AIM: Rename "JSON array" to "JSON list" throughout the listing below. Reproduce every line with that single change and keep all other text identical.

+++

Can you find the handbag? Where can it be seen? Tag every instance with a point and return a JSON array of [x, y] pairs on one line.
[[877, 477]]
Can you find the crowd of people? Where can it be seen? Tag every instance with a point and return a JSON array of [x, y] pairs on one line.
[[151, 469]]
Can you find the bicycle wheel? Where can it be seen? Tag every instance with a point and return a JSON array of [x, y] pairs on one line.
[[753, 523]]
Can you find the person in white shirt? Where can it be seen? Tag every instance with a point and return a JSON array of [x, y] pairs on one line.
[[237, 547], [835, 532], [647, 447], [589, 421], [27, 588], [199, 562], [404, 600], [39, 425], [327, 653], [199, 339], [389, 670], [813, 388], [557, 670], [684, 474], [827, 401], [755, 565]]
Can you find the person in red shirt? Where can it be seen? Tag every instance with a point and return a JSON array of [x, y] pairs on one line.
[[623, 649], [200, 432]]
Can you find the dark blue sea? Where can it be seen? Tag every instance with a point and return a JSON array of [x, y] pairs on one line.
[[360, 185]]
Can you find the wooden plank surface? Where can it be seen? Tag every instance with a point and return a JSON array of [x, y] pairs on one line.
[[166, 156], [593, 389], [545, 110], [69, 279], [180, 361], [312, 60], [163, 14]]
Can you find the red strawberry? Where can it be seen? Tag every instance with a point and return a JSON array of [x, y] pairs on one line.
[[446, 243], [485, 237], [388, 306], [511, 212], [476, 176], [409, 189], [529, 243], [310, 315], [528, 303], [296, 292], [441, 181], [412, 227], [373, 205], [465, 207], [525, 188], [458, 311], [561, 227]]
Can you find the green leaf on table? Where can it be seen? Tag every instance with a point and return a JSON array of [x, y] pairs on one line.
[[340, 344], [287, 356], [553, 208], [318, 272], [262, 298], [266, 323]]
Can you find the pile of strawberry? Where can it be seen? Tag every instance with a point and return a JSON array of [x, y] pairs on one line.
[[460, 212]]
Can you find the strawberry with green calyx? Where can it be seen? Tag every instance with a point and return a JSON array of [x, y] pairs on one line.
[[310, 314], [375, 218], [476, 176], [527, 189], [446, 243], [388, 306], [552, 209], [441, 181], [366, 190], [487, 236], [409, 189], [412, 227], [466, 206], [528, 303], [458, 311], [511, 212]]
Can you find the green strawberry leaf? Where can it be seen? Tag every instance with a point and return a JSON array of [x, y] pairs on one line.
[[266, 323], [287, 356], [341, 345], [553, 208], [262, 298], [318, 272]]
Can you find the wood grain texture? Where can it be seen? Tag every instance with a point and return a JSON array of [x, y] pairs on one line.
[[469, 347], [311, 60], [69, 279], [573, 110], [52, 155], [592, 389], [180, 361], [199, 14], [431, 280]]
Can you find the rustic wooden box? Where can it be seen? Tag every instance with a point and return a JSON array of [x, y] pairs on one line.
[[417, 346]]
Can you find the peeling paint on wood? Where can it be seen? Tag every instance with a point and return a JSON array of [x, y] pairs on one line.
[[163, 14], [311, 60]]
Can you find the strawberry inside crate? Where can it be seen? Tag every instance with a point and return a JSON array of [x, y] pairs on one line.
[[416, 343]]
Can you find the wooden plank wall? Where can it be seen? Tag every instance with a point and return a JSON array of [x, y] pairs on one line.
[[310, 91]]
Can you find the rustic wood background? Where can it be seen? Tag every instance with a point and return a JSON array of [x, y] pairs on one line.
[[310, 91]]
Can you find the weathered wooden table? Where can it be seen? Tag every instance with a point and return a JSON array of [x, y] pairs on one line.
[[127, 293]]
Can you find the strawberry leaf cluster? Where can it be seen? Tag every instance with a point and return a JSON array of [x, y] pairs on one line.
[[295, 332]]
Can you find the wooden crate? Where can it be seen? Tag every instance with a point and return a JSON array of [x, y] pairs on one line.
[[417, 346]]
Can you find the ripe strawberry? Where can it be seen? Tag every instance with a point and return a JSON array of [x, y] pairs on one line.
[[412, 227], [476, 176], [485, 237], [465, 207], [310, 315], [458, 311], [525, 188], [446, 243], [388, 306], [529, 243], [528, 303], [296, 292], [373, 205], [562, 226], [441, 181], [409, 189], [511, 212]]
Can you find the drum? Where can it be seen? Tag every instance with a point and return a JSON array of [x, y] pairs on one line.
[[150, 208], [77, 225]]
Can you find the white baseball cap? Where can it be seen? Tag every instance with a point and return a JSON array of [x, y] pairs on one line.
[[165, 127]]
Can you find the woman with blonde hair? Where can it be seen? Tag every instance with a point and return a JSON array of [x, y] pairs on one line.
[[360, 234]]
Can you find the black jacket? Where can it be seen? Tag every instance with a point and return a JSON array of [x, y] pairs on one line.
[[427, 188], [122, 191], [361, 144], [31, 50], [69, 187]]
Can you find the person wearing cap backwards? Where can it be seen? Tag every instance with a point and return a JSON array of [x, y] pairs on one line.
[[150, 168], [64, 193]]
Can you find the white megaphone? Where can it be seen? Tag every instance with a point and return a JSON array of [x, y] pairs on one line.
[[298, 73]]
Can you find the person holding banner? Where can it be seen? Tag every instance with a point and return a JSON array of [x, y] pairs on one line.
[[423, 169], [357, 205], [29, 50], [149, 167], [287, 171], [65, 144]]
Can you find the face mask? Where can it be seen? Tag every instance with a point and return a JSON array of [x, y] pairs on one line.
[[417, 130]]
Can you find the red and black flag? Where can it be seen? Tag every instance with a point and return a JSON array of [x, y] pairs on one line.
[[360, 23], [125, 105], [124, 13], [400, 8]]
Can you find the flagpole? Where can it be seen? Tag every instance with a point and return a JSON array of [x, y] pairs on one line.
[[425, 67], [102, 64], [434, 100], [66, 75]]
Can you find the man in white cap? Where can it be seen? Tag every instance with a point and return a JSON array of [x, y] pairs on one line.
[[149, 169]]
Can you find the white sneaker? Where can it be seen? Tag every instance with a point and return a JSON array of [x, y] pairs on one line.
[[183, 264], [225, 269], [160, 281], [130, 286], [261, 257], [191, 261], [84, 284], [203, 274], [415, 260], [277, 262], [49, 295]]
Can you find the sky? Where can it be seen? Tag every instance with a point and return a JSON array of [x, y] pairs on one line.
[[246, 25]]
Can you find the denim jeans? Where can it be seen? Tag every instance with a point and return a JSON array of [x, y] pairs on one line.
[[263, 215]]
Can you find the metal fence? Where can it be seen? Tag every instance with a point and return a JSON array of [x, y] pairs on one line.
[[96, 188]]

+++

FULL OUTPUT:
Can you find the handbag? Where can it be seen? Tag every instance with a point and return a JSON list of [x, y] pairs on one line.
[[877, 477]]
Can you find the crowd of people? Where can it be seen? Tag every instance with a point and return a JSON list of [x, y] pairs on one line.
[[151, 469]]
Can you find the bicycle wheel? Where can it be seen? Tag every instance with a point and return a JSON list of [x, y] pairs on one line.
[[753, 523]]
Can you find the person in white shirt? Where can it be seen? Tag every instance with a point and return a JSON list of [x, y] pairs on one line.
[[237, 547], [835, 532], [647, 447], [589, 421], [27, 588], [199, 562], [404, 600], [39, 425], [327, 653], [199, 339], [389, 670], [813, 388], [557, 670], [684, 474], [827, 401], [755, 565]]
Can you find the person in red shirt? Where can it be seen? Tag every instance with a point and return a JSON list of [x, y] pairs on one line.
[[623, 649], [200, 432]]
Can you find the dark blue sea? Where can it be seen? Tag every instance with a point and return a JSON list of [x, y] pairs on one line.
[[360, 185]]
Can you find the wooden plank surface? Where can it be seen? Tag every instance with a point and return a JSON list of [x, y] pairs on one line.
[[166, 156], [593, 389], [545, 110], [69, 279], [180, 361], [312, 60], [163, 14]]
Can you find the red strawberry? Where can it be seen? Tag every instance with a point and return a JSON list of [x, y] pairs on one line.
[[446, 243], [485, 237], [388, 306], [511, 212], [476, 176], [409, 189], [529, 243], [310, 315], [528, 303], [296, 292], [441, 181], [412, 227], [373, 205], [465, 207], [525, 188], [458, 311], [561, 227]]
Can you find the green leaf on table? Where can it be seen? Tag every instance with a point and return a JSON list of [x, y] pairs on one line.
[[340, 344], [287, 356], [553, 208], [318, 272], [262, 298], [266, 323]]
Can you find the pile of strawberry? Where can it be seen? Tag every instance with a point and return a JSON list of [x, y] pairs on one line.
[[460, 212]]
Can you find the strawberry with green calyx? Where can it be seen? Tag every instance with a point and return a JSON list of [x, y] pairs on one line.
[[310, 314], [375, 218], [476, 176], [527, 189], [446, 243], [388, 306], [552, 209], [441, 181], [366, 190], [487, 236], [409, 189], [412, 227], [466, 206], [528, 303], [458, 311], [511, 212]]
Can you find the green strawberry leaf? Where can it be seen? Tag every instance with a point and return a JSON list of [x, y] pairs on one line.
[[266, 323], [287, 356], [341, 345], [553, 208], [262, 298], [318, 272]]
Can you find the wood grain texture? Where can it be seen? Tag every instance with a point and return a JSON list of [x, y] pairs on one line.
[[469, 347], [311, 60], [69, 279], [573, 110], [52, 155], [592, 389], [180, 361], [199, 14], [431, 280]]
Can you find the rustic wooden box? Where can it be seen? Tag every instance with a point and return a JSON list of [x, y] pairs on one line.
[[417, 346]]
Can you find the peeling paint on wood? Where can it be seen? Tag every instance with a point and return a JSON list of [x, y] pairs on one line.
[[163, 14], [311, 60]]
Can you find the strawberry inside crate? Where can it be seen? Tag every instance with a point and return a JSON list of [x, y] pairs on one line.
[[416, 343]]
Can you find the wooden plank wall? Where can it be seen? Tag every instance with a point and return a JSON list of [x, y] pairs on one line.
[[310, 91]]
Can you find the rustic wood background? Where can it be seen? Tag every instance with a point and return a JSON list of [x, y] pairs on one line.
[[310, 91]]
Can you find the weathered wooden table? Where can it be seen? Tag every instance with a point and return a JSON list of [x, y] pairs on one line.
[[127, 293]]
Can you find the strawberry leaf cluster? Where can it be seen? Tag every instance with a point and return a JSON list of [x, y] pairs on one line.
[[295, 332]]
Can you find the wooden crate? Where can it be seen? Tag every instance with a point and return a JSON list of [x, y] pairs on one line.
[[417, 346]]
Can you find the ripe strawberry? Where can it be seen? Tag every instance with a point and return a JSON list of [x, y] pairs on one line.
[[412, 227], [476, 176], [485, 237], [465, 207], [310, 315], [458, 311], [525, 188], [446, 243], [388, 306], [529, 243], [528, 303], [296, 292], [373, 205], [562, 226], [441, 181], [409, 189], [511, 212]]
Can you find the drum? Where can it be seen? Tag every instance with a point and return a JSON list of [x, y] pairs on one line.
[[150, 208], [77, 225]]
Can you find the white baseball cap? Where can it be seen? Tag every instance with a point and return a JSON list of [x, y] pairs on one line.
[[165, 127]]
Can you find the woman with blonde hair? Where can it be seen? Tag every instance with a point and return a JSON list of [x, y] pairs on one line.
[[360, 234]]
Can you find the black jacket? Where can it be seen? Tag every instance with a point and return a JSON list of [x, y] pairs on one line.
[[427, 188], [122, 191], [361, 144], [31, 50], [69, 187]]
Can you find the person wearing cap backwards? Where can it be seen? Tag every instance with a point and return a JSON list of [x, y] pairs on one line.
[[150, 168], [64, 193]]
Can you find the white megaphone? Where can it be seen? Tag every instance with a point and return a JSON list of [x, y] pairs on one line.
[[298, 73]]
Can you find the person holding banner? Where can it be seen? Tag every instance with a point and return a JSON list of [x, y] pairs on one line.
[[423, 169], [357, 205], [29, 50], [149, 167], [287, 171], [65, 144]]
Can you find the face mask? Where can it be seen? Tag every instance with a point and return a JSON list of [x, y] pairs on one line.
[[417, 130]]
Can you find the red and black flag? Where can it be seen? Tag every instance with a point and return a JSON list of [x, y] pairs on one line.
[[360, 23], [125, 105], [124, 13], [400, 8]]
Can you find the flagpole? Where can it be seen? Tag every instance with a point and return a JSON list of [x, y] pairs on one line.
[[425, 67], [102, 64], [434, 100], [66, 75]]
Can you find the man in white cap? Where can it be seen? Tag every instance with a point and return a JSON list of [x, y] pairs on one line.
[[149, 169]]
Can you find the white sneaker? Where can it be seen? Tag every instance with a point and return a JSON list of [x, y] pairs on one line.
[[183, 264], [225, 269], [160, 281], [130, 286], [261, 257], [191, 261], [84, 284], [203, 274], [415, 260], [277, 262], [49, 295]]
Can you find the sky? Where can it be seen? Tag every instance with a point and return a JSON list of [x, y] pairs on one line.
[[246, 25]]
Can you find the denim jeans? Where can it be seen? Tag every instance with a point and return a JSON list of [x, y] pairs on one line.
[[263, 215]]
Can you find the metal fence? Where can it be seen? Tag every instance with a point and return a JSON list of [x, y] pairs on one line.
[[96, 188]]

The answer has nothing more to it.